Teks untuk Dianalisis:
+ + + +

HIKMAH JUMAT : Fondasi Ibadah Seorang Muslim

Penulis : Dr. Abidin, S.T., M.Si.
Laksana sebuah bangunan, ibadah juga memerlukan fondasi yang dalam dan kokoh. (Foto: Ist)

Penulis : Dr. Abidin, S.T., M.Si. -- Dosen Universitas Buddhi Dharma; Ketua Umum Yayasan Bina Insan Madinah Catalina; Ketua PCM Pagedangan, Tangerang 

SEMAKIN TINGGI suatu bangunan, maka harus semakin dalam dan kokoh fondasi yang digunakannya. Bentuk, ukuran dan bahan fondasi bangunan satu lantai, tentu akan berbeda dengan yang dua lantai, apalagi jika sampai puluhan atau ratusan lantai.

Betapa bahayanya suatu bangunan yang didirikan di atas fondasi yang rapuh. Bukannya mendapatkan kenyamanan dan keamanan saat digunakan, yang ada justru ancaman, bahaya, dan bisa jadi kehancuran ketika digunakan.

Fondasi yang tidak kokoh dan lemah tidak akan mampu menahan beratnya beban dari bangunan yang ada di atasnya. Belum lagi jika ditambah dengan beban dari para penghuni dan peralatan yang ada di dalamnya.

Demikian pula dengan ibadah seorang muslim. Laksana sebuah bangunan, ibadah juga memerlukan fondasi yang dalam dan kokoh. Tanpa fondasi yang dalam dan kokoh maka bukannya pahala dan surga yang diraihnya, melainkan bisa jadi dosa dan neraka yang didapatkannya.

Tauhid! Ya, tauhid! Itulah fondasi dari seluruh ajaran dalam agama Islam.

Oleh karenanya, tidak dapat dikatakan sebagai seorang muslim, jika belum mengucapkan syahadatain. Dengan mengucapkan syahadatain, maka orang tersebut mengakui bahwa hanya Allah yang pantas disembah dan Nabi Muhammad SAW sebagai utusan Allah yang terakhir.

Tauhid adalah konsep sentral dalam ajaran Islam yang menekankan keyakinan dan pengesaan Allah Ta’ala sebagai satu-satunya Tuhan yang pantas untuk disembah. Oleh karenanya segala bentuk penyembahan kepada selain Allah dihukumi sebagai syirik.

Kata "tauhid" berasal dari Bahasa Arab "wahhada" yang berarti menyatukan atau mengesakan. Dalam konteks ajaran Islam, tauhid mengacu pada kepercayaan bahwa tidak ada Tuhan selain Allah, dan segala sesuatu yang ada di alam semesta ini terjadi atas kehendak-Nya.

+ + + +

Data yang Tersedia:
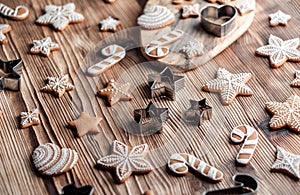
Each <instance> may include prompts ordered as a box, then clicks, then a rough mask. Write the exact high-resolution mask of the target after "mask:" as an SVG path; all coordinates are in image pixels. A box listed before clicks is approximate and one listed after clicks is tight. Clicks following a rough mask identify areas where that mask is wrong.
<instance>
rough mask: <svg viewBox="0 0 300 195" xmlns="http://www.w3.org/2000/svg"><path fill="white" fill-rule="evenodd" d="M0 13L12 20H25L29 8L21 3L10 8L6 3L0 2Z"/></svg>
mask: <svg viewBox="0 0 300 195" xmlns="http://www.w3.org/2000/svg"><path fill="white" fill-rule="evenodd" d="M0 13H1V14H2V15H3V16H5V17H8V18H11V19H13V20H25V19H26V18H27V16H28V15H29V10H28V8H27V7H25V6H23V5H19V6H17V7H16V8H15V9H12V8H10V7H8V6H7V5H4V4H3V3H0Z"/></svg>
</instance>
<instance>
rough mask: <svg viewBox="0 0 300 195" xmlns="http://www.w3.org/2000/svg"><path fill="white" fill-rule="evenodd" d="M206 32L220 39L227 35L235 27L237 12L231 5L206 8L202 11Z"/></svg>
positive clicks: (204, 27)
mask: <svg viewBox="0 0 300 195" xmlns="http://www.w3.org/2000/svg"><path fill="white" fill-rule="evenodd" d="M200 14H201V24H202V27H203V28H204V30H206V31H207V32H209V33H212V34H213V35H216V36H218V37H222V36H225V35H227V34H228V33H229V32H230V31H232V30H233V28H234V27H235V18H236V16H237V10H236V8H235V7H233V6H231V5H222V6H220V7H216V6H211V5H208V6H205V7H203V8H202V9H201V11H200Z"/></svg>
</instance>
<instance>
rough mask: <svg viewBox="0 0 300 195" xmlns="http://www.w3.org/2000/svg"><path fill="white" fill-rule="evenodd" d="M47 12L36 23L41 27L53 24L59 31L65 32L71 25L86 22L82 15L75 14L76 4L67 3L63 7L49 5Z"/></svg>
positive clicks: (46, 8) (47, 9)
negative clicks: (72, 24) (75, 8)
mask: <svg viewBox="0 0 300 195" xmlns="http://www.w3.org/2000/svg"><path fill="white" fill-rule="evenodd" d="M45 11H46V13H45V14H44V15H42V16H40V17H39V18H38V19H37V20H36V23H38V24H41V25H49V24H51V25H52V26H53V28H54V29H55V30H58V31H63V30H64V29H65V28H66V27H67V26H68V25H69V24H74V23H79V22H82V21H83V20H84V17H83V15H82V14H80V13H77V12H75V4H74V3H67V4H65V5H63V6H57V5H47V6H46V8H45Z"/></svg>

+ + + +

Petunjuk:
**a)** Ringkaslah teks tentang fondasi ibadah dalam dua kalimat.
**b)** Tentukan apakah setiap pernyataan berikut sesuai dengan teks tentang fondasi ibadah, lalu jawab ya atau tidak disertai kutipan persis dari teks yang menjadi penentunya. (i) Seseorang sudah dapat disebut muslim walaupun belum mengucapkan syahadatain. (ii) Segala bentuk penyembahan kepada selain Allah dihukumi sebagai syirik. (iii) Fondasi bangunan satu lantai sama dengan fondasi bangunan dua lantai.
**c)** Ulangi kata demi kata sebagian teks tentang fondasi ibadah. Mulailah pada kata-kata "Betapa bahayanya suatu", lalu berhentilah setelah "neraka yang didapatkannya.".
Data di atas tidak diperlukan untuk mengerjakan tugas.

Jawaban Berurutan:
**a)** Teks ini mengibaratkan ibadah seorang muslim sebagai bangunan yang memerlukan fondasi yang dalam dan kokoh, sebab tanpa fondasi seperti itu yang didapat bisa jadi dosa dan neraka, bukan pahala dan surga. Fondasi itu adalah tauhid, yaitu keyakinan dan pengesaan Allah sebagai satu-satunya Tuhan yang pantas disembah, dan seseorang baru dapat dikatakan muslim setelah mengucapkan syahadatain.

**b)**
(i) Tidak: "tidak dapat dikatakan sebagai seorang muslim, jika belum mengucapkan syahadatain".
(ii) Ya: "segala bentuk penyembahan kepada selain Allah dihukumi sebagai syirik".
(iii) Tidak: "Bentuk, ukuran dan bahan fondasi bangunan satu lantai, tentu akan berbeda dengan yang dua lantai".

**c)**
Betapa bahayanya suatu bangunan yang didirikan di atas fondasi yang rapuh. Bukannya mendapatkan kenyamanan dan keamanan saat digunakan, yang ada justru ancaman, bahaya, dan bisa jadi kehancuran ketika digunakan.

Fondasi yang tidak kokoh dan lemah tidak akan mampu menahan beratnya beban dari bangunan yang ada di atasnya. Belum lagi jika ditambah dengan beban dari para penghuni dan peralatan yang ada di dalamnya.

Demikian pula dengan ibadah seorang muslim. Laksana sebuah bangunan, ibadah juga memerlukan fondasi yang dalam dan kokoh. Tanpa fondasi yang dalam dan kokoh maka bukannya pahala dan surga yang diraihnya, melainkan bisa jadi dosa dan neraka yang didapatkannya.